-- start of Page --

Sunday, September 19, 2010

The Pope Beatifies Cardinal John Henry Newman - Sunday 25C: TRUE RICHES

Q: Your Holiness, the figure of Cardinal Newman is very significant for you. And for Cardinal Newman you are making the exception of presiding over his beatification. Do you think that his memory might help to overcome the divisions between Anglicans and Catholics? And what are the aspects of his personality that you most wish to stress?

Benedict XVI: On one hand, Newman is, above all, a modern man who lived the whole problem of modernity, who also lived the problem of agnosticism, the problem of the impossibility of knowing God, of believing. A man who throughout his whole life was on a journey, on a journey to allow himself to be transformed by truth in a search of great sincerity and great willingness to know and to find and to accept the path that gives true life.

This interior modernity of his life implies the modernity of his faith. It is not a faith in formulas of past times but a very personal faith, lived, suffered, found in a long journey of renewal and conversion. He is a man of great learning who on one hand participates in our skeptical culture of today, in the question of whether we can be certain in our understanding about the truth of man, and how we can come to convergence in these truths.

-- end of Page --

:: Tasks ::
1/ Condense the paragraph of the interview on Cardinal Newman that begins "This interior modernity of his life" into a short bulleted list that keeps its main facts.
2/ Carry the interview on Cardinal Newman forward from its last sentence.

-- start of Dataset entries --

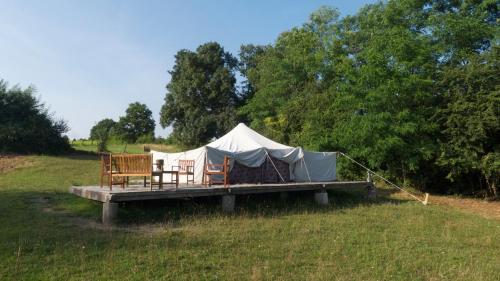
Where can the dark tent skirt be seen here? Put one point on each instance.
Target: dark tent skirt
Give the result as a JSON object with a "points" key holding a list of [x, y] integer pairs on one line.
{"points": [[265, 173]]}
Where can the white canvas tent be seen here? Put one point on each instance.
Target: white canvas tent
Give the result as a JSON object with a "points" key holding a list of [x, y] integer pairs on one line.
{"points": [[251, 149]]}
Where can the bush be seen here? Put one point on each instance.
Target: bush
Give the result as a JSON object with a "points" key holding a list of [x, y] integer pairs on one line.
{"points": [[26, 126]]}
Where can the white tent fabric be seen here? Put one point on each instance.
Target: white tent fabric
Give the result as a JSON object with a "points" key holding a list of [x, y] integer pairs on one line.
{"points": [[251, 149]]}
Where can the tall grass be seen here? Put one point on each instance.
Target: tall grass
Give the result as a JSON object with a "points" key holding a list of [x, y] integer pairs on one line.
{"points": [[48, 234]]}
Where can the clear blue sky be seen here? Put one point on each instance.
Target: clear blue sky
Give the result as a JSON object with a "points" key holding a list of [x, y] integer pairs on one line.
{"points": [[90, 59]]}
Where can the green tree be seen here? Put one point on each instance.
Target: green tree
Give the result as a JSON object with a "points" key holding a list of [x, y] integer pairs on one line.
{"points": [[101, 132], [470, 118], [372, 84], [201, 98], [137, 122], [26, 126]]}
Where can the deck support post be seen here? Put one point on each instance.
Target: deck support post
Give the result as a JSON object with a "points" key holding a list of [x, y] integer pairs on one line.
{"points": [[228, 202], [321, 197], [372, 191], [109, 212], [283, 195]]}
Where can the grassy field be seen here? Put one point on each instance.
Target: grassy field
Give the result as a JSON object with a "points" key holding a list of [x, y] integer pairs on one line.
{"points": [[86, 145], [48, 234]]}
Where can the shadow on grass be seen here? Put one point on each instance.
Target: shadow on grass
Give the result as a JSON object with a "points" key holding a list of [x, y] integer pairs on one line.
{"points": [[67, 208], [256, 205]]}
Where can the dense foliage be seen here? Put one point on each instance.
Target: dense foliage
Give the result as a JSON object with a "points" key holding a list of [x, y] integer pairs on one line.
{"points": [[26, 126], [409, 87], [201, 99], [101, 132], [138, 123]]}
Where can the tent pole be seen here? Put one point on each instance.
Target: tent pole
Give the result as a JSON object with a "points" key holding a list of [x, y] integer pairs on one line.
{"points": [[276, 169]]}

-- end of Dataset entries --

:: Answers for this exercise ::
1/
- Newman's interior modernity implies the modernity of his faith.
- His faith was not one of formulas from past times. It was very personal: lived, suffered, and found in a long journey of renewal and conversion.
- A man of great learning, he shares in today's skeptical culture.
- He also shares its questions: whether we can be certain about the truth of man, and how we can come to convergence in these truths.

2/
A man with great learning and knowledge of the Church Fathers, who studied and renewed the origin and the gift of faith, thus recognizing the essentially interior figure. He was a man of great spirituality and of great humanism, a man of prayer, of a profound relationship with God and a deep relationship also with the people of his time.

Hence, I would say three elements in his life: the modernity of his existence with all the doubts and problems of our existence today; great learning, knowledge of the great treasures of the culture of humanity, and willingness for a permanent search, for permanent renewal; and spirituality, spiritual life with God.

These elements give this man an exceptional greatness in our time and because of this he is a figure of a doctor of the Church for us and for all, and a bridge between Anglicans and Catholics.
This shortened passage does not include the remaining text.